_Metin Bölümü:_

MECLİS ÖNCE “YASA GÜCÜNDE KANUNSUZLUKLARI” TEMİZLESİN!

0
blank

KKTC Anayasası, kanun yapma yani hepimizin uyması gereken ana kuralları belirleme yetkisini münferiden KKTC Meclisi’ne vermektedir. Belki de bu nedenle, meclisin yeni sezonunun açılışı nedeniyle yapılan bütün açıklama ve konuşmalarda ne kadar çok yasa yapıldığı ve daha yapılacak ne kadar çok yasa olduğu vurgulandı. Milletvekilleri çok çalışıyorlar ve çok ama çok yasa yapıyorlar!

Milletvekilleri ne kadar çok yasa yaparlarsa görevlerini o kadar iyi yaptıklarını zannediyorlar sanırım… Yasaların çokluğu yönetimin kalitesi ile doğru değil, ters orantılı olmalıdır. Ne kadar çok yasa, o kadar çok ayrıntı ve yaşama hakkına müdahale! Yurttaşları sık boğaz etmenin yolu, onları yasalar ile boğmaktır. Milletvekillerimiz henüz daha bunu bile anlayamamış!

Kayıtlı veriler
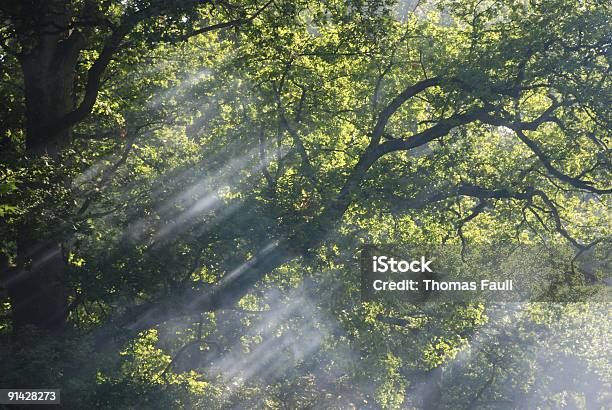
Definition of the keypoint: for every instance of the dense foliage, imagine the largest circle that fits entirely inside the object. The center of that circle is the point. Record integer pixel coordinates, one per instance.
(185, 185)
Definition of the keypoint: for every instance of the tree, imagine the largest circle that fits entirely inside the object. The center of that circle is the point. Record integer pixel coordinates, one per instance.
(214, 185)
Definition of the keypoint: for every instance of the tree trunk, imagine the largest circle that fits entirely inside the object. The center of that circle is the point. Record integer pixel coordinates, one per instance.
(37, 288)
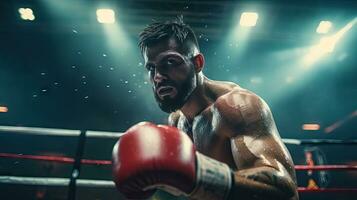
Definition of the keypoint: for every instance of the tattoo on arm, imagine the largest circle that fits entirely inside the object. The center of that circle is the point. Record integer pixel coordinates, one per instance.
(263, 183)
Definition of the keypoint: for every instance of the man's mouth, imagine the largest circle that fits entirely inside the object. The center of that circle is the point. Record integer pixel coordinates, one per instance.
(164, 91)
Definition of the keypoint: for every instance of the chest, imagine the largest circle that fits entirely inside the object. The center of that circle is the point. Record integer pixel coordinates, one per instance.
(207, 133)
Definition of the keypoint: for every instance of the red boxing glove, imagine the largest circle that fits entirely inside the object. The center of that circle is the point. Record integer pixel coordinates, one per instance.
(148, 157)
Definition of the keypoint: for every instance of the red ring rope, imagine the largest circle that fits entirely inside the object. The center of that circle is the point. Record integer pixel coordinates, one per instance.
(63, 159)
(308, 190)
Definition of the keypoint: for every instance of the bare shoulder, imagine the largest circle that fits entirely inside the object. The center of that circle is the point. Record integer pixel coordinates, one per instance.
(242, 108)
(174, 118)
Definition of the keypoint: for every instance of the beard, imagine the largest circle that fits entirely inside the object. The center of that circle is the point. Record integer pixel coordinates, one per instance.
(184, 90)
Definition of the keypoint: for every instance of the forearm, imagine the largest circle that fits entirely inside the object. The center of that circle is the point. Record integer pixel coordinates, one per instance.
(262, 183)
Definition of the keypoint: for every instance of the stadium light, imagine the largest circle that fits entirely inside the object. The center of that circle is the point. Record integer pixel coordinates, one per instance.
(310, 127)
(26, 14)
(3, 109)
(248, 19)
(105, 16)
(324, 27)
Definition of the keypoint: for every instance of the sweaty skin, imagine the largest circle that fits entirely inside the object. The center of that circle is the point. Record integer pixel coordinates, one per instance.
(230, 124)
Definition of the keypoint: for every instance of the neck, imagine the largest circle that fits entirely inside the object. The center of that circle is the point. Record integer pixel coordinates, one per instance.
(199, 100)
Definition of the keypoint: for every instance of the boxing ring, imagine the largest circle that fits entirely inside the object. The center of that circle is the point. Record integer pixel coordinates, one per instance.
(77, 161)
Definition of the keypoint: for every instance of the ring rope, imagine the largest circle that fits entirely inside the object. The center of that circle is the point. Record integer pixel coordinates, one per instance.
(49, 181)
(63, 159)
(116, 135)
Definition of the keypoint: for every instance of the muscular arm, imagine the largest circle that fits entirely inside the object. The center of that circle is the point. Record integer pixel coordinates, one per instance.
(264, 166)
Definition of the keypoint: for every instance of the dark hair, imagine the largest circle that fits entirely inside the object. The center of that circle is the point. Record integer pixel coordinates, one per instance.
(161, 31)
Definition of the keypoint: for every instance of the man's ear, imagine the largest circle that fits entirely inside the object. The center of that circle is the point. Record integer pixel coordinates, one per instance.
(199, 62)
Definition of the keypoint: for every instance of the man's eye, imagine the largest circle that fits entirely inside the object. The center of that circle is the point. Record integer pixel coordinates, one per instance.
(171, 62)
(150, 67)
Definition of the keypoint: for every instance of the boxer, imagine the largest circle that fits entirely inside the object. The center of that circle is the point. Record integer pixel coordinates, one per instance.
(221, 142)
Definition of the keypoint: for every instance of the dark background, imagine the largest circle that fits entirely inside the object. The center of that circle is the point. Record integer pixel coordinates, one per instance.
(66, 70)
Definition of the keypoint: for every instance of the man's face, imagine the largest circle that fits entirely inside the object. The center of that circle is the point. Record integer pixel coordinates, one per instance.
(171, 73)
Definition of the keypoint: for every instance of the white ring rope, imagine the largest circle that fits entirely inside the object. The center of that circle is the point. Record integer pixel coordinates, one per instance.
(48, 181)
(116, 135)
(57, 132)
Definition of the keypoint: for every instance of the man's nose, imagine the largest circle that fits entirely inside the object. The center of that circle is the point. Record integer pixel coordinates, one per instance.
(159, 77)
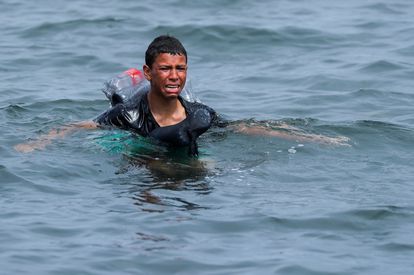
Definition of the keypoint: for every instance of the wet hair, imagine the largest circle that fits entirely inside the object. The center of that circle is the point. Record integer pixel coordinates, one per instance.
(163, 44)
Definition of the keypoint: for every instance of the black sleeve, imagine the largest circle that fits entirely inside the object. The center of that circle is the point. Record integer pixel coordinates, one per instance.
(116, 116)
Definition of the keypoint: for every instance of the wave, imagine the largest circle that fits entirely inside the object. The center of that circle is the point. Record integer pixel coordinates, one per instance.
(50, 28)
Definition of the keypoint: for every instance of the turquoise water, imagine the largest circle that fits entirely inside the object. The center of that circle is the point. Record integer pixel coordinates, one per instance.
(101, 202)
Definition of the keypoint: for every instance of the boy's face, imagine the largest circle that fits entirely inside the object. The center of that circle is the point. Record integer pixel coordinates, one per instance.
(167, 74)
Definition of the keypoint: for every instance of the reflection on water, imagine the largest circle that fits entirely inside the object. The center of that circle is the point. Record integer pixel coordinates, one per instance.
(155, 173)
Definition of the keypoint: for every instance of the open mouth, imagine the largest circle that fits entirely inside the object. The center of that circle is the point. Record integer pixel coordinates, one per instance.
(172, 89)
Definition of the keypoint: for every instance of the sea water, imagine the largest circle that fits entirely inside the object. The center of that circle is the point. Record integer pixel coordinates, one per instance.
(104, 202)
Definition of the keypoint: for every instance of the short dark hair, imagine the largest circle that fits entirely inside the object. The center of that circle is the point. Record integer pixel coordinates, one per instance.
(164, 44)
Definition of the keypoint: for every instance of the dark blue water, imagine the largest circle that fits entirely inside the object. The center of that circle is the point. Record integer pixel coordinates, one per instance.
(101, 202)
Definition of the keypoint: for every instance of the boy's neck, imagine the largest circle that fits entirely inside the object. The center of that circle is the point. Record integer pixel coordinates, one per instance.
(166, 111)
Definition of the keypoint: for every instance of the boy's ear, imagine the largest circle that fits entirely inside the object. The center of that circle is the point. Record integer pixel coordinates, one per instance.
(147, 72)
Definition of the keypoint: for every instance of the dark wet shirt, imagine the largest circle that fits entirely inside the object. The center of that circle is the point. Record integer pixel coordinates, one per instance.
(135, 115)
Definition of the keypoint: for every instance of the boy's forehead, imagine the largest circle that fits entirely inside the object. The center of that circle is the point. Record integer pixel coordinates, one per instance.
(170, 58)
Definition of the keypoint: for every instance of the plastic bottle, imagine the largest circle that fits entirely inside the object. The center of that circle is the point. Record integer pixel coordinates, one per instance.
(124, 85)
(132, 81)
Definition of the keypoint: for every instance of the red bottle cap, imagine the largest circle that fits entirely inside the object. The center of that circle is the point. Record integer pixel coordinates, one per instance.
(135, 74)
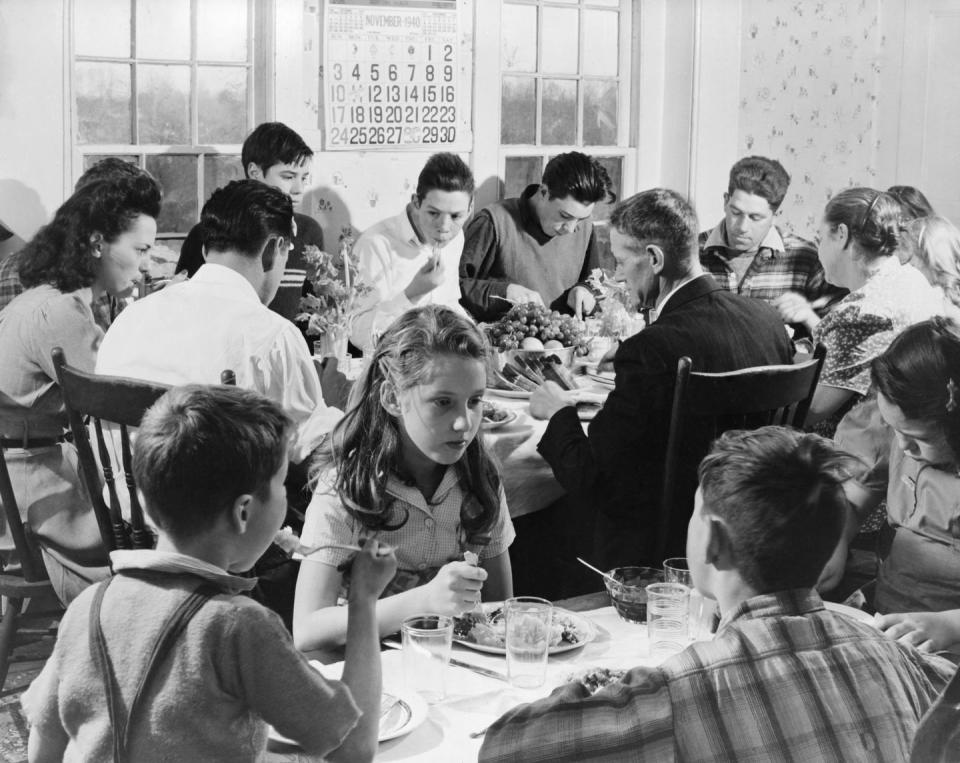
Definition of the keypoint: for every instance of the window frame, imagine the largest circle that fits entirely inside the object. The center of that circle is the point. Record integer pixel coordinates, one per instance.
(490, 155)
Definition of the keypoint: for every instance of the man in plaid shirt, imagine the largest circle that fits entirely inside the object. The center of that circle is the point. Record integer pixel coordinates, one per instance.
(747, 254)
(783, 678)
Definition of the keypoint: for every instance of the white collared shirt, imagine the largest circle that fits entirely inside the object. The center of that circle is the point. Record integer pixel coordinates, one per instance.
(190, 332)
(655, 312)
(389, 255)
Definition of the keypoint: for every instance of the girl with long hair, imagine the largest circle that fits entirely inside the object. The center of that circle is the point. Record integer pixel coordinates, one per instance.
(918, 397)
(405, 466)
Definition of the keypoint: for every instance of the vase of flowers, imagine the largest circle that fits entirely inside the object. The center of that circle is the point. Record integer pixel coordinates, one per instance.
(336, 291)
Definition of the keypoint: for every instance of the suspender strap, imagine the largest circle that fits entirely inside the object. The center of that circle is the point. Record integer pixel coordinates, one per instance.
(121, 721)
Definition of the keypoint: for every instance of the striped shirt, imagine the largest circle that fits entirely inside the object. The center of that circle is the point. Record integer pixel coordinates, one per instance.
(782, 264)
(783, 679)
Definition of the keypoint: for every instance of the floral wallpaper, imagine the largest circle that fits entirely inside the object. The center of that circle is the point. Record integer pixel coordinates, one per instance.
(809, 96)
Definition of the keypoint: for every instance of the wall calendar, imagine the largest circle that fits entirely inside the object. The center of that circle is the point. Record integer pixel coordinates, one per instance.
(394, 76)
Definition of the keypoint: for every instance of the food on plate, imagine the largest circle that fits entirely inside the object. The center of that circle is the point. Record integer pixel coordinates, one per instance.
(594, 679)
(536, 321)
(492, 631)
(494, 414)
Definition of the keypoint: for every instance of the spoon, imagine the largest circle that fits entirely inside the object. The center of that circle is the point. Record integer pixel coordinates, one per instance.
(599, 572)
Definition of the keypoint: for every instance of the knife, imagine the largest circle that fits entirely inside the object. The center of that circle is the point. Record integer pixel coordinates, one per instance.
(457, 663)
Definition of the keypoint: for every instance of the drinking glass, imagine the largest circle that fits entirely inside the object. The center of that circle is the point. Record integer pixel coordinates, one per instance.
(427, 641)
(667, 618)
(529, 622)
(677, 570)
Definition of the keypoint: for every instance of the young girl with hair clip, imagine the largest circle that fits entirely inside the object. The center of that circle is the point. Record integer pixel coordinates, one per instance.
(933, 248)
(405, 466)
(918, 397)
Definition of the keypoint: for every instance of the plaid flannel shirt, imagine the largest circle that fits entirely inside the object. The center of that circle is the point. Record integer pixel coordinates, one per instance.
(782, 264)
(783, 679)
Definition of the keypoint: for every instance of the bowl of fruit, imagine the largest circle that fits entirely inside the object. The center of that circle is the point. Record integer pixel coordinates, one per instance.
(533, 330)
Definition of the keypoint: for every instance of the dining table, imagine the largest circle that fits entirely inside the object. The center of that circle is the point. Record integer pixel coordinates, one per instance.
(452, 729)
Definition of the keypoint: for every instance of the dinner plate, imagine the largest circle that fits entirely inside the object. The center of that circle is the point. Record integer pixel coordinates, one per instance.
(511, 417)
(856, 614)
(407, 711)
(584, 627)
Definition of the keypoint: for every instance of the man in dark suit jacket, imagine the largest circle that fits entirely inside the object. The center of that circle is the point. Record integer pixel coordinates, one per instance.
(617, 470)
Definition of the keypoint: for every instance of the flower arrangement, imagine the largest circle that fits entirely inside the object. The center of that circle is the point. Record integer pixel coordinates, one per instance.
(336, 285)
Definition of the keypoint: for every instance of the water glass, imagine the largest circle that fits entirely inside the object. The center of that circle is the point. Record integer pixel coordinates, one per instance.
(427, 641)
(667, 618)
(529, 623)
(677, 570)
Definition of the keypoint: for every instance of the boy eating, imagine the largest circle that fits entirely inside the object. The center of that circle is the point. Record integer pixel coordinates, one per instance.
(165, 660)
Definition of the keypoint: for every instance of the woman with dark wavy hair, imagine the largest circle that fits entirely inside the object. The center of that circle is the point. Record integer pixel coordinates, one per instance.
(93, 247)
(860, 239)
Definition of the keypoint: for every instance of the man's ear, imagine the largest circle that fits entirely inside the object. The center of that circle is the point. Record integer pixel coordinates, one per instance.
(389, 399)
(843, 235)
(268, 255)
(240, 513)
(657, 257)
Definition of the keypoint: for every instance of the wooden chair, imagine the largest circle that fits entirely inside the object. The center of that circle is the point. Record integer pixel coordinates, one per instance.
(30, 582)
(709, 404)
(108, 400)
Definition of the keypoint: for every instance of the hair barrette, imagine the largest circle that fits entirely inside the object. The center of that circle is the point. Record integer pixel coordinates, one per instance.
(951, 396)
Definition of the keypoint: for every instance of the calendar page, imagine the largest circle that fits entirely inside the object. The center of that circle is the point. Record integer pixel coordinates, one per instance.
(392, 76)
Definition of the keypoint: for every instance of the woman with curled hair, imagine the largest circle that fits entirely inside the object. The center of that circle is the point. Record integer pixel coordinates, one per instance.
(860, 238)
(918, 395)
(406, 466)
(93, 247)
(933, 248)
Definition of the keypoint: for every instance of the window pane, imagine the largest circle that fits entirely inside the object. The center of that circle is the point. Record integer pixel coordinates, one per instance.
(222, 30)
(102, 28)
(559, 112)
(518, 110)
(518, 44)
(103, 102)
(218, 170)
(163, 29)
(163, 104)
(601, 39)
(520, 172)
(614, 167)
(177, 175)
(222, 104)
(599, 112)
(561, 40)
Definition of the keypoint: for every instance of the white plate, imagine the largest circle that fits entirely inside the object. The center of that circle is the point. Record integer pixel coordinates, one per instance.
(856, 614)
(511, 417)
(509, 393)
(409, 711)
(582, 624)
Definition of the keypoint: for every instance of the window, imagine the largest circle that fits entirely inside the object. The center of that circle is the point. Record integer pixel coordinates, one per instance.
(564, 85)
(168, 85)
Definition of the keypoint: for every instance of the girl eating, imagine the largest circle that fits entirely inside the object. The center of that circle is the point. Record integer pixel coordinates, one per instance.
(918, 395)
(405, 466)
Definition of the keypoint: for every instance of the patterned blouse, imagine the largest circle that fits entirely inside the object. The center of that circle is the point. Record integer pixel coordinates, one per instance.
(866, 321)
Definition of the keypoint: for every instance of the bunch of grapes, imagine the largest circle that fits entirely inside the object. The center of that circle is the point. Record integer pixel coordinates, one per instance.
(549, 328)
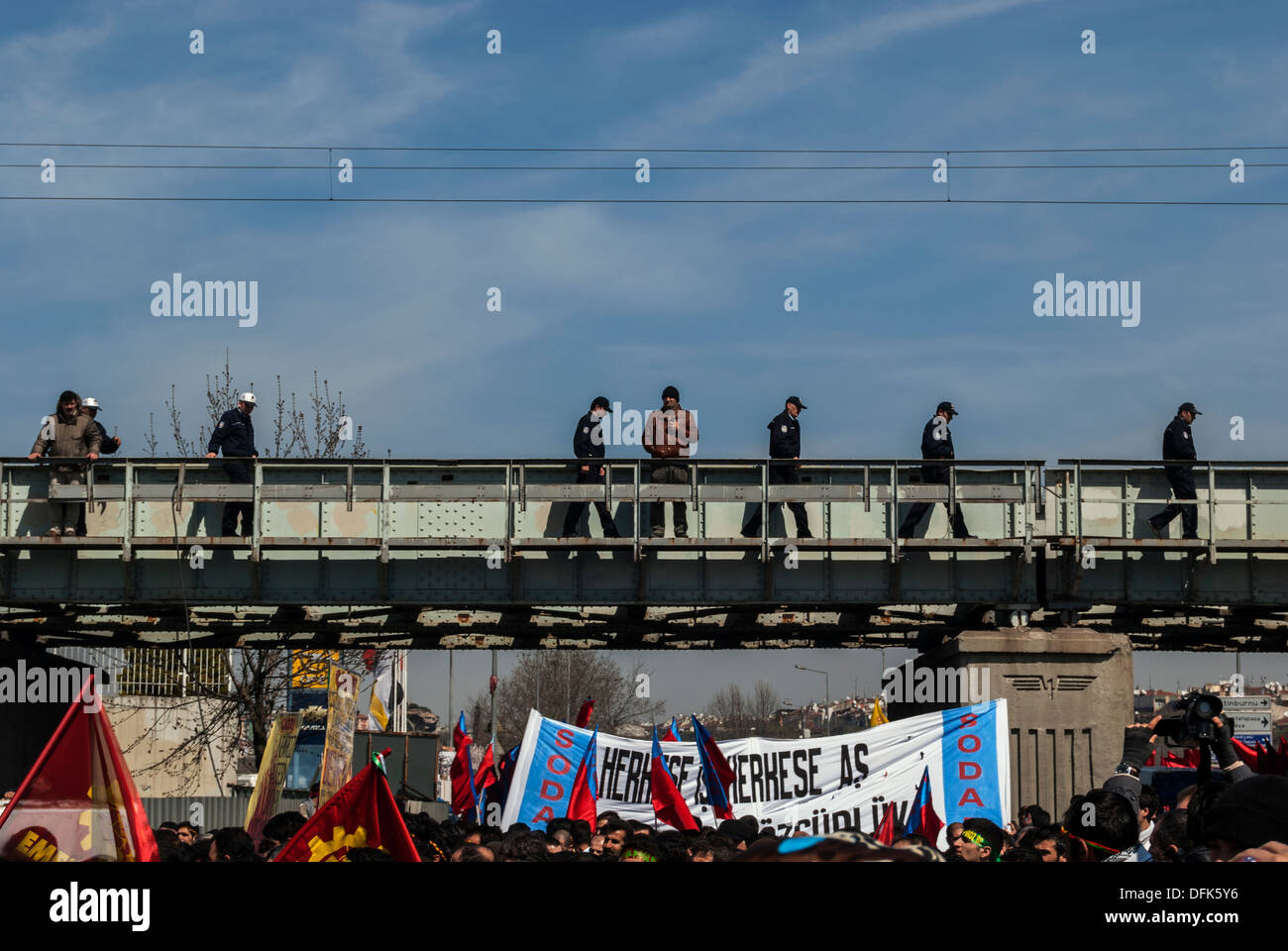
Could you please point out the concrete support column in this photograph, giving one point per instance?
(1068, 692)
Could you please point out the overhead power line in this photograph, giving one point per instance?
(1194, 153)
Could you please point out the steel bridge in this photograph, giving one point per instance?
(445, 553)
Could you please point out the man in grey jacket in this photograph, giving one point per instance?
(68, 433)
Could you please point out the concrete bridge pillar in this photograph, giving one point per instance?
(1068, 692)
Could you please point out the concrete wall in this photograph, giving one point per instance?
(1069, 694)
(151, 729)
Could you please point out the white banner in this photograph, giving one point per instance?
(818, 785)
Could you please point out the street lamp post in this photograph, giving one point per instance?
(827, 694)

_Görev Gereksinimleri:_
Meclisin çok sayıda yasa yapmasını eleştiren yazıyı son cümlesinden sonra sürdürerek yazın. Satırlar, metinden ayrı bir malzemedir.

_Çözümlü Alıştırma:_
Çok yasa yapılması, her şeyin kurallara bağlandığı ve bu kuralların da KKTC Anayasa’na göre “en üst kural koyucu” olan Meclis’in iradesinden kaynaklandığı da söylenemez zaten. Meclis’in açılışı vesilesi ile yayınlanan rakamlara göre, KKTC Meclisi’nde ele alınmayı bekleyen tam 276 tane “yasa gücünde kararname” varmış… Anayasamızın 112’nci maddesi, Bakanlar Kurulu’na ekonomik konularda ama eğer “ivedilik” varsa yasa gücünde kararname yayınlama yetkisi vermiştir. Anayasa, yayınlanan kararnamelerin hemen Meclis’e sunulmasını ve 90 gün içinde karara bağlanmasını da emretmiştir.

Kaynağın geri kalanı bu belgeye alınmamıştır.